**Records for the exercise:**

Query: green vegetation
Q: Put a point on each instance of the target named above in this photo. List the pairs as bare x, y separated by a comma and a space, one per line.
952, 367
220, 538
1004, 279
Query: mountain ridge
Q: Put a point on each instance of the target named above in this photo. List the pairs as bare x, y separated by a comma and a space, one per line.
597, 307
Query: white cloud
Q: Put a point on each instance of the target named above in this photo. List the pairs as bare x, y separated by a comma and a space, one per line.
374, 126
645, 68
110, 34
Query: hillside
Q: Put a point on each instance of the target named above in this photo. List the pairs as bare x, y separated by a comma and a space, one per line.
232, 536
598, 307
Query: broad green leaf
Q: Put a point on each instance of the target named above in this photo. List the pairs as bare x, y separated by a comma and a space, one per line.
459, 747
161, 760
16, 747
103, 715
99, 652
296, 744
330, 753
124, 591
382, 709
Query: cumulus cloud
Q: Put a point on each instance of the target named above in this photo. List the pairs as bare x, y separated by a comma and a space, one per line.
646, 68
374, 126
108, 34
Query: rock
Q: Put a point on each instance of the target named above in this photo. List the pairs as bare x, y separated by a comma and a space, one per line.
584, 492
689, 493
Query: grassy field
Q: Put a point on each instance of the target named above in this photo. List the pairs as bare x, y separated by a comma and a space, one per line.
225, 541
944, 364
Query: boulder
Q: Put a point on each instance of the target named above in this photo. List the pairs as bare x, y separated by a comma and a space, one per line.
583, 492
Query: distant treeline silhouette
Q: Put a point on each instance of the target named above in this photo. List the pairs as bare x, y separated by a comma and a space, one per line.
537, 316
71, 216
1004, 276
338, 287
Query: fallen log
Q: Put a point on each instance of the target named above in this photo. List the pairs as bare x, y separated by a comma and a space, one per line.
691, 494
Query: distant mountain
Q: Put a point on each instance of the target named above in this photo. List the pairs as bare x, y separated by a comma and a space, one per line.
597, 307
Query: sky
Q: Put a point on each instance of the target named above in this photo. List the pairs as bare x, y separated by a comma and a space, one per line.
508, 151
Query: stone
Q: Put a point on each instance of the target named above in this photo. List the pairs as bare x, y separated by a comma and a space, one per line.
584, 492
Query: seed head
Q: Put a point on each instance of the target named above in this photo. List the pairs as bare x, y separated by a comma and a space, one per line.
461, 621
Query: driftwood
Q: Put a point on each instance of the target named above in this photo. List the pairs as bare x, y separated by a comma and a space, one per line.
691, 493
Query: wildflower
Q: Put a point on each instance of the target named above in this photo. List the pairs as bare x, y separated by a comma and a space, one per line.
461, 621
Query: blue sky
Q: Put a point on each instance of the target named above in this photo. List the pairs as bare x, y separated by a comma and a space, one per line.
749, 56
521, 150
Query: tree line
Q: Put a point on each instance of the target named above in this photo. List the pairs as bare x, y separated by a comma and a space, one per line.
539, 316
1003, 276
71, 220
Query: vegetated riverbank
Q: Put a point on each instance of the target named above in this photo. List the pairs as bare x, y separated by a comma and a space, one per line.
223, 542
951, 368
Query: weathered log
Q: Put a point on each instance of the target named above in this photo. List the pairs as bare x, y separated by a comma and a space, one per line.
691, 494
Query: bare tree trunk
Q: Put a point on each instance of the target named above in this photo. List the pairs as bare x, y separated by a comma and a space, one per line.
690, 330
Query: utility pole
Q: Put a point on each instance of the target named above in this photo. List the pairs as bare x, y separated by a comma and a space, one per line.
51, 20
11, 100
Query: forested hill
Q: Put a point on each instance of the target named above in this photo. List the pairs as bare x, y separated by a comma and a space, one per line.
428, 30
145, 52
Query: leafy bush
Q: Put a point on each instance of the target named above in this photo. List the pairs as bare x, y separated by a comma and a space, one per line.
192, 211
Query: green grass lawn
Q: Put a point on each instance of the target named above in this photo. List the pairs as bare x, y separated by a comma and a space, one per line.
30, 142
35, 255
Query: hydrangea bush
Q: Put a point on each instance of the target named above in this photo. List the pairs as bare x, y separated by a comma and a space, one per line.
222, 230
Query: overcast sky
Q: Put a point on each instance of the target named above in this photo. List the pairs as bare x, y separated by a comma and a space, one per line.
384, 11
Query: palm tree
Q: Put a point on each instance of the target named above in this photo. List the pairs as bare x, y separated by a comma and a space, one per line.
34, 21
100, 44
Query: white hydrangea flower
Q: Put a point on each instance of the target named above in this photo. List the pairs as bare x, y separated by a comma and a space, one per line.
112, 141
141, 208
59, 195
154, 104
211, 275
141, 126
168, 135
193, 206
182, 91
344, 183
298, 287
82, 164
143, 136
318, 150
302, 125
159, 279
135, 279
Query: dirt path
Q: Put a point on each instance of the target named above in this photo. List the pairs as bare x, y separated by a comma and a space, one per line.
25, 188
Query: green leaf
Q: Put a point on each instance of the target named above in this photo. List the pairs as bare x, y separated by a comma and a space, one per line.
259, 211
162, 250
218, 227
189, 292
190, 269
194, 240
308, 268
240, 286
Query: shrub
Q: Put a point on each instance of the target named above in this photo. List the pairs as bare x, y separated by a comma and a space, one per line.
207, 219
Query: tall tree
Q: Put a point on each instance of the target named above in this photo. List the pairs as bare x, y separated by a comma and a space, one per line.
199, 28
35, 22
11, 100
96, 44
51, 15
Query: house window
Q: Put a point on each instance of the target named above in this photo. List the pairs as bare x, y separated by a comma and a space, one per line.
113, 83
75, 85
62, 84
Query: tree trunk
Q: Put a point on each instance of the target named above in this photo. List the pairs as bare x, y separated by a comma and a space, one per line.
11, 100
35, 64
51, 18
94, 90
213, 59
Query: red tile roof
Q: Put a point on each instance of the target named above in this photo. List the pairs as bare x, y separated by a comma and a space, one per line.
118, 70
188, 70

**What you should do:** Give back the complete material, keeping every word exactly as written.

**Exercise solution:**
Query: green vegetation
Q: Put a point on each instance of the target named above in this photo. List the pairs as bare x, y separated by a comma and a space, one per line.
952, 367
220, 538
1004, 279
Query: mountain ridge
Q: Put a point on each instance of the target named above in this photo. List the pairs as bare x, y separated by a comma and a space, one per line.
597, 307
Query: white cloud
Q: Put a point on each instance of the target named above in this photo. List the pairs as bare x, y separated by a comma and a space, one per line.
374, 126
645, 68
110, 34
Query: hillside
Q: Put a point on each instance of the target named above in this photo. List the pairs as bare x, y separated by a comma and a space, one per line.
232, 536
598, 307
Query: broad green leaf
Q: Put a point on each instance of the target named above in this photo. List the pairs as bare x, y separated by a comma and a space, one per line.
459, 747
161, 760
16, 747
103, 715
99, 652
296, 744
330, 753
124, 591
382, 709
Query: cumulus cloud
Q: Put a point on each instance of the target named above in this photo. List the pairs as bare x, y separated by a comma and a space, one per line.
646, 68
374, 126
108, 34
Query: rock
Q: Put a point on each instance of the target named above in this photo. List the pairs as bare x, y separated by a comma and a space, one per line.
584, 492
689, 493
Query: grassy field
Q: Put a point on each instance of the target named above in this photo. List the pairs as bare x, y separated by a comma and a space, one per line.
225, 541
944, 364
Query: boulder
Q: Put a point on each instance of the target named above in this photo. List the pairs as bare x, y separated by a comma and a space, one per line.
583, 492
Query: distant treeline silhouette
Q: Put a point on each instance of the target named above in this photo. List the pairs as bare x, y separated by a comma and a space, one per line.
537, 316
71, 216
1004, 276
338, 287
Query: fallen log
Q: Put a point on each instance of the target named above in this photo. List the pairs as bare x, y separated by a comma and a space, one per line.
691, 494
Query: distant mountain
Q: Put a point on each instance of the target named above in this photo. List the pairs as bare x, y separated by a comma and a space, one per line.
597, 307
Query: sky
Q: Put a point on each instance of the target named above in this photo. List the pairs as bare x, y separated by a comma and a space, one per line.
508, 151
Query: stone
Q: Put a point on each instance of the target named above in this photo. List the pairs as bare x, y separated by a comma and a space, one per line.
584, 492
Query: seed head
Q: Put a point on each instance of the target named above in this photo. List the pairs as bare x, y separated by a comma and a space, one per line.
461, 621
Query: driftwood
Q: Put a point on each instance of the target named above in this photo. List the pairs as bare x, y separated by a comma and a space, one per line.
691, 493
Query: wildflower
Q: Put a point on each instance of the target named above in this photo. List the pairs as bare x, y separated by a comma and a space, one per line.
461, 621
Query: blue sky
Q: Put a point on each instance of the target named above in this photo. List the pairs as bare x, y separated by a comma and a space, one per line.
749, 56
521, 150
Query: tree line
Q: Put a point on each instance of the target named above in this photo. List the pairs as bare x, y separated by a comma and a space, one per line.
539, 316
1003, 276
71, 220
Query: vegetated riverbank
Q: Put a point on each instance of the target named above in this photo. List the pairs as bare x, y separated by a comma and a space, one per line.
223, 542
951, 368
Query: weathered log
Q: Put a point on each instance of the target named above in this photo. List the pairs as bare x, y separated by a comma and a space, one per line.
691, 494
Query: bare tree trunk
Q: Put a point on each instance of the target named above in this photo. List the pairs as bare x, y separated by a comma and a space, one per line.
690, 330
Query: utility pole
Q: Put a point on each instance of the target named above in this photo. List the pairs as bare x, y separated by a comma and a space, one per line.
51, 20
11, 100
Query: forested hill
Q: Put a point on each instance of the target named above in this photo. List the pairs as bare x, y separated by a comma and a space, one per line.
428, 30
145, 52
Query: leafy bush
Q: Put a point on each instance of the target named above in this photo. List the pairs as bare x, y separated by a comma and a space, one per line.
192, 211
Query: green grass lawn
Q: Put a point on each instance of the target named above in this photo. List the pairs as bare x, y separated by a comma and a space, one per line.
30, 142
35, 255
Query: hydrangea bush
Q: Put a point on each instance of the target named above in this photo. List the pairs as bare x, y separated by a comma and a space, one per line.
222, 230
Query: overcast sky
Q: Put a point on each instance of the target named above in this photo. List the pairs as bare x, y separated by a comma and a space, one per line.
384, 11
Query: palm tree
Q: Put a point on each instance of the target named above in this photo. List the pairs as bare x, y separated by a comma and a space, one per line.
34, 21
100, 44
Query: white hydrangea flower
Q: Put a point on each instance of the target named above in this photo. List the pairs as bare x, y separated by a comma and a space, one per line.
112, 141
141, 208
59, 195
154, 104
211, 275
141, 126
168, 135
193, 206
182, 91
344, 183
298, 287
82, 164
143, 136
318, 150
302, 125
159, 279
135, 279
Query: dirt path
Q: Put a point on each instance of the target named above in this photo. List the pairs as bare x, y separated by a comma and a space, one per line.
25, 188
Query: green leaf
Q: Put a point on each instance of the target named above in this photo. List the pairs as bare x, y separated by a comma and a space, one per line.
259, 211
162, 250
218, 227
189, 292
190, 269
194, 240
308, 268
240, 286
Query: shrub
Q: Put a point on each instance of the target named above in this photo. List the pairs as bare x, y separated by a comma and a space, one per line.
207, 219
Query: tall tree
Q: Put a point on each instance of the target named above in this photo. List the pairs as bare x, y separated by a comma and a space, one per line.
199, 28
35, 22
11, 100
96, 44
51, 15
Query: house window
Q: Put a point on each instance of the target named above in this photo. List the pairs as bare x, y separated by a comma and a space, one per line.
113, 83
75, 85
62, 84
Query: tree trunk
Q: Put a point on each instance of the target named above in this photo. List the pairs as bare x, y separated by a comma and a space, one per line.
11, 100
35, 64
51, 18
94, 90
213, 59
Query: red tile roof
Q: Put a point on each instance of the target named above in this photo. List the pairs as bare x, y separated by a comma and a space, one per line.
118, 70
188, 70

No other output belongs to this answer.